* Excerpt:

Karen Kessel, who co-chaired the event with Sabrina Fornes, said ticket sales were brisk all day long. Bidding was strong at the silent auction as well, which was the largest in the nearly three decades since the tour began, as a fundraiser to do needed repairs on the historic church and rectory.
This year, the Domingo Cantanetti house at 42 Sixth Street was the featured site. Kept in the same family for over 100 years, and damaged by fire in 1979, the Horns, a couple from Virginia, lovingly brought it back to life. After 30 years, the house was purchased by Jason Carter, who works in kitchen cabinet manufacturing, and his wife Tara, who has a background in promoting the history of her native state, Alabama. The Colonial Revival home dates to 1887.
The Moody-Whiteside House at 96 Sixth Street, long the residence of Richard Bickel, was also on the tour. A New Englander influenced this house’s exterior style and Moroccan and Indian sensibilities, gathered from Bickel’s travels as a renowned photographer, guided its interior design.

* Dataset records:
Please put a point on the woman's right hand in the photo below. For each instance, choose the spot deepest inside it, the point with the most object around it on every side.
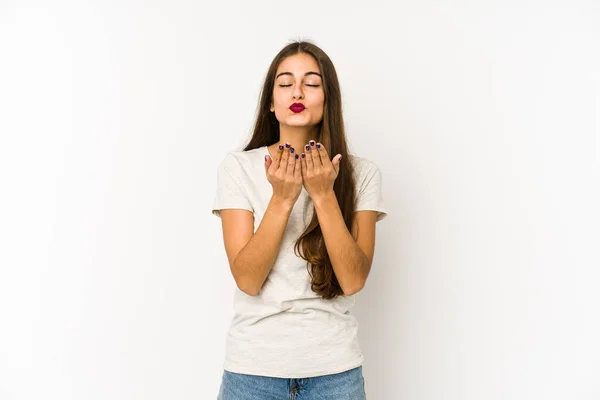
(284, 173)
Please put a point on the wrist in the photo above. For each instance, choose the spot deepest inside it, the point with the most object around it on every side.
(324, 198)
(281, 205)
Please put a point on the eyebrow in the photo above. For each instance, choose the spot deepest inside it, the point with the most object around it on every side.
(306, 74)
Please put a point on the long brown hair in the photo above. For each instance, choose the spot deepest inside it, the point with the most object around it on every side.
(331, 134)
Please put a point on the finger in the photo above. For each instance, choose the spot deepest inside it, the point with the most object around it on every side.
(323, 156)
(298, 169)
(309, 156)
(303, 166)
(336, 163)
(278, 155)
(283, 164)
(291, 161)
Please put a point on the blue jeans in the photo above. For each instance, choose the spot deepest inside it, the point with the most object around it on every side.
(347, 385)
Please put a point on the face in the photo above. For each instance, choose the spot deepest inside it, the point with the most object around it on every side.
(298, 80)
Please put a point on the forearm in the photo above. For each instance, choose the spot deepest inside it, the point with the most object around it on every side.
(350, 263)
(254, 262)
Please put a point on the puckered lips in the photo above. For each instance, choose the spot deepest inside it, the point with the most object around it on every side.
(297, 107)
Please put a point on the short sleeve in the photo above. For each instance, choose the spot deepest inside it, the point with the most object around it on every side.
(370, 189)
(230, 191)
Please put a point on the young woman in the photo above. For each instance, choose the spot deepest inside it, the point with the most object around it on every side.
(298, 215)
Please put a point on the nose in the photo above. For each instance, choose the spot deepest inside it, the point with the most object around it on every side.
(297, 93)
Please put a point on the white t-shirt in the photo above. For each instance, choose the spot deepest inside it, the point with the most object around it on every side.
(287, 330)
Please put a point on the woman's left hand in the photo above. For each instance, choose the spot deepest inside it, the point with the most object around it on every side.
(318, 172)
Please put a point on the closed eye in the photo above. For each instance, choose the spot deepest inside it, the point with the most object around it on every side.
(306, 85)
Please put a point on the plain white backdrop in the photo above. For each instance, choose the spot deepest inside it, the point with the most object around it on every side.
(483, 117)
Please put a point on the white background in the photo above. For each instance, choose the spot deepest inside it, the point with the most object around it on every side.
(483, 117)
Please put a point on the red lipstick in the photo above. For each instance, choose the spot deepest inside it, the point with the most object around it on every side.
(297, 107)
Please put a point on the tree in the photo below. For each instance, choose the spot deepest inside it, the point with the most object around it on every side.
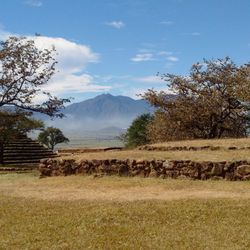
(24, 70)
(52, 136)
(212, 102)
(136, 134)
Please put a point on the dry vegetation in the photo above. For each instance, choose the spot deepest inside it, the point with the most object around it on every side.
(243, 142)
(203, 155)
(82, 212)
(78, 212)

* Questions:
**A.** From the home tour text, return the part between "The Moody-Whiteside House" and "its interior design.", inclusive.
**B.** According to the home tour text, what year does the Colonial Revival home at 42 Sixth Street date to?

* Completed exercise:
**A.**
The Moody-Whiteside House at 96 Sixth Street, long the residence of Richard Bickel, was also on the tour. A New Englander influenced this house’s exterior style and Moroccan and Indian sensibilities, gathered from Bickel’s travels as a renowned photographer, guided its interior design.

**B.** 1887